◆ Exercice 1 ◆
D'après le texte ci-dessous, de quelle année à quelle année M. Gérard Pascal a-t-il présidé le comité scientifique de l'alimentation humaine ?
◆ Exercice 2 ◆
Recopiez fidèlement le passage du texte ci-dessous qui commence par "Je vous rappelle" et se poursuit jusqu'à "maintenant la parole.".

◆ Texte fourni ◆
⟨

Je vous rappelle que nous sommes dans le cadre d'une commission d'enquête du Sénat. Dans ce cadre, toutes les interventions se font sous serment.

Le président rappelle le protocole de publicité des travaux de la commission d'enquête et fait prêter serment à M. Pascal.

M. le Président - Je vous remercie. Je vous laisse maintenant la parole.

M. Gérard Pascal - Je souhaiterais, tout d'abord, me présenter et préciser quels sont mes différents champs d'activité. J'espère que le changement du cadre de mes activités, depuis la période où je dirigeais le centre national d'études et de recommandations sur la nutrition et l'alimentation, rendra tout de même utile mon audition. Aujourd'hui, mes activités sont de diverses natures.

Je suis directeur scientifique chargé des problèmes de nutrition humaine et de sécurité alimentaire à l'Institut de la Recherche Agronomique. Toutefois, je ne pense pas que ce soit à ce titre que vous ayez souhaité m'entendre dans la mesure où nous ne développons pas de travaux en rapport direct avec les risques liés à l'utilisation de farines carnées en alimentation animale dans les départements dont j'ai la charge.

Je préside, par ailleurs, le conseil scientifique de l'Agence Française de Sécurité Sanitaire des Aliments (AFSSA). Cette fois encore, je ne pense pas que ce soit à ce titre que vous ayez souhaité m'auditionner dans la mesure où ce conseil scientifique n'a, en aucun cas, été impliqué dans les avis donnés par l'AFSSA sur les problèmes de «vaches folles». Ce conseil scientifique, totalement indépendant de la hiérarchie de l'AFSSA, a pour principal objectif de s'assurer de la qualité des travaux de recherche et de la cohérence des avis scientifiques. Du fait de la récente création de l'AFSSA, force est de reconnaître que cette mission du conseil scientifique n'a pas encore très largement été mise en oeuvre. Nous attendons qu'un nombre d'avis plus important émane de l'AFSSA pour porter un avis motivé sur la cohérence de ses différentes décisions.

Enfin, je préside, au niveau de l'Union européenne, le comité scientifique directeur. Ce comité a pour rôle de donner la totalité des avis à la Commission européenne concernant les problèmes d'encéphalite spongiforme transmissible. Il propose également des mesures à prendre pour protéger la santé des consommateurs et la santé animale. C'est en tant que président du comité scientifique directeur que je souhaite intervenir aujourd'hui.

Je commencerai par vous dire quelques mots de mes activités à Bruxelles. De 1992 à 1997, j'ai présidé le comité scientifique de l'alimentation humaine. Ce dernier n'a que peu parlé d'Encéphalite Spongiforme Bovine (ESB). En effet, ce comité scientifique était essentiellement chargé de donner des avis sur les produits ayant subi une transformation industrielle. Il ne lui incombait pas de donner des avis sur les matières premières produites par l'agriculture n'ayant subi aucune transformation. En 1995, nous avons été saisi de questions concernant l'ESB. ces questions portaient sur la présence d'abats particuliers dans les aliments pour bébés. A l'époque, ces abats n'étaient pas encore qualifiés de «matériaux à risque spécifié». En l'occurrence, c'est parce que les aliments pour bébé sont des aliments industriels que nous avons été consultés. C'est à cette période que j'ai pris connaissance des problèmes et des mécanismes biologiques aujourd'hui en cause.

⟩

◆ Informations ◆
⟨

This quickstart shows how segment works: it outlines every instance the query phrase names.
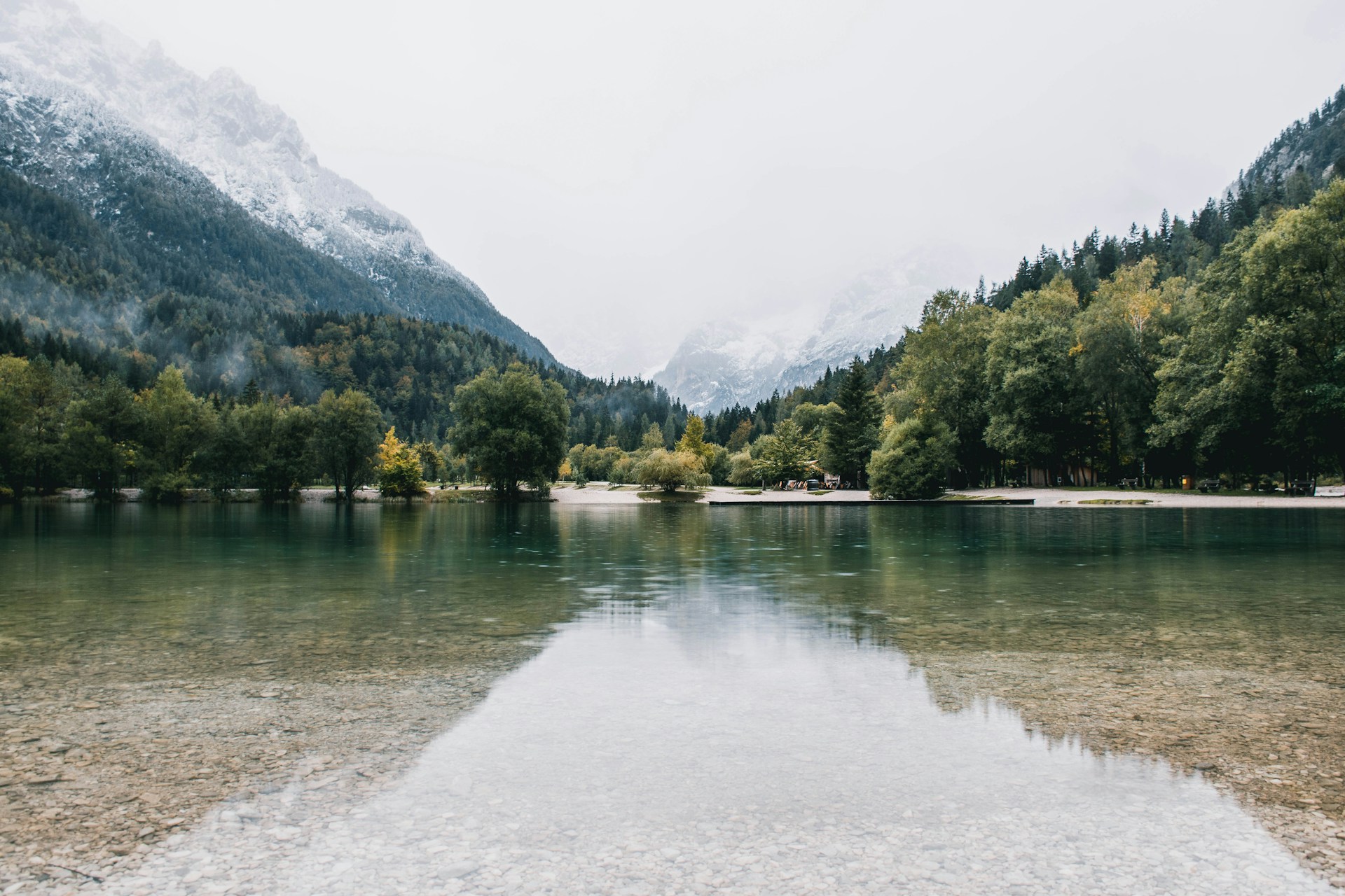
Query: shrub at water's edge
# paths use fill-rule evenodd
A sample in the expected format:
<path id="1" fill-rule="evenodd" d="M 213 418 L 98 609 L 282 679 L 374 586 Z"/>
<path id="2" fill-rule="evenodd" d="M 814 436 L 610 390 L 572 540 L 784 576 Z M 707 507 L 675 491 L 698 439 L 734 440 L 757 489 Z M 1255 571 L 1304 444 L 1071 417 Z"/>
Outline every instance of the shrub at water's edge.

⟩

◆ Réponse attendue 1 ◆
De 1992 à 1997.

◆ Réponse attendue 2 ◆
Je vous rappelle que nous sommes dans le cadre d'une commission d'enquête du Sénat. Dans ce cadre, toutes les interventions se font sous serment.

Le président rappelle le protocole de publicité des travaux de la commission d'enquête et fait prêter serment à M. Pascal.

M. le Président - Je vous remercie. Je vous laisse maintenant la parole.